▶ **INPUT DATA**
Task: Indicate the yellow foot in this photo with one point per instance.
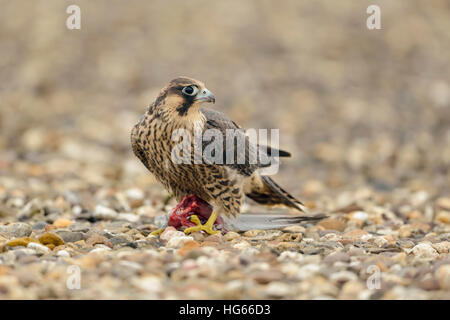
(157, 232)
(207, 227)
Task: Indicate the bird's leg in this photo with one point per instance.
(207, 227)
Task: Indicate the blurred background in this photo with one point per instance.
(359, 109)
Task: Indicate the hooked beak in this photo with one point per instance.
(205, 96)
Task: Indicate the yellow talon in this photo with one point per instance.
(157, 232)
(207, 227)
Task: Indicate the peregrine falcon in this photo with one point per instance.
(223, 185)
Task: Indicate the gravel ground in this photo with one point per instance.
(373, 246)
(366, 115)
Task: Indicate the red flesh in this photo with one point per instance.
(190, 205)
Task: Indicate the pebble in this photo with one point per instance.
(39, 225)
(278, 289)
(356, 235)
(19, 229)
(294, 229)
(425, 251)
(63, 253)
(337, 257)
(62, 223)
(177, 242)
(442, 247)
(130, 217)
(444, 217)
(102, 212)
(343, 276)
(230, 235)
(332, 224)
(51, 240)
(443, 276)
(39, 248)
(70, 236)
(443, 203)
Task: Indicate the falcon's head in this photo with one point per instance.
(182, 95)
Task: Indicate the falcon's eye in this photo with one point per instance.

▶ **TASK**
Print every line from the one that contains "Task: Indicate the pebble" to the end of the records, exactly as written, and nothing more.

▶ **EXERCISE ANSWER**
Task: Indicate the pebble in this photo with one point per instance.
(39, 225)
(278, 289)
(356, 235)
(19, 229)
(294, 229)
(425, 251)
(63, 253)
(337, 257)
(62, 223)
(177, 242)
(442, 247)
(130, 217)
(444, 217)
(102, 212)
(343, 276)
(230, 235)
(332, 224)
(51, 240)
(443, 276)
(39, 248)
(70, 236)
(443, 203)
Task: Indicate the falcon's head in this photo with one point per instance.
(182, 95)
Task: Indicate the falcon's eye in this photo with one point per instance.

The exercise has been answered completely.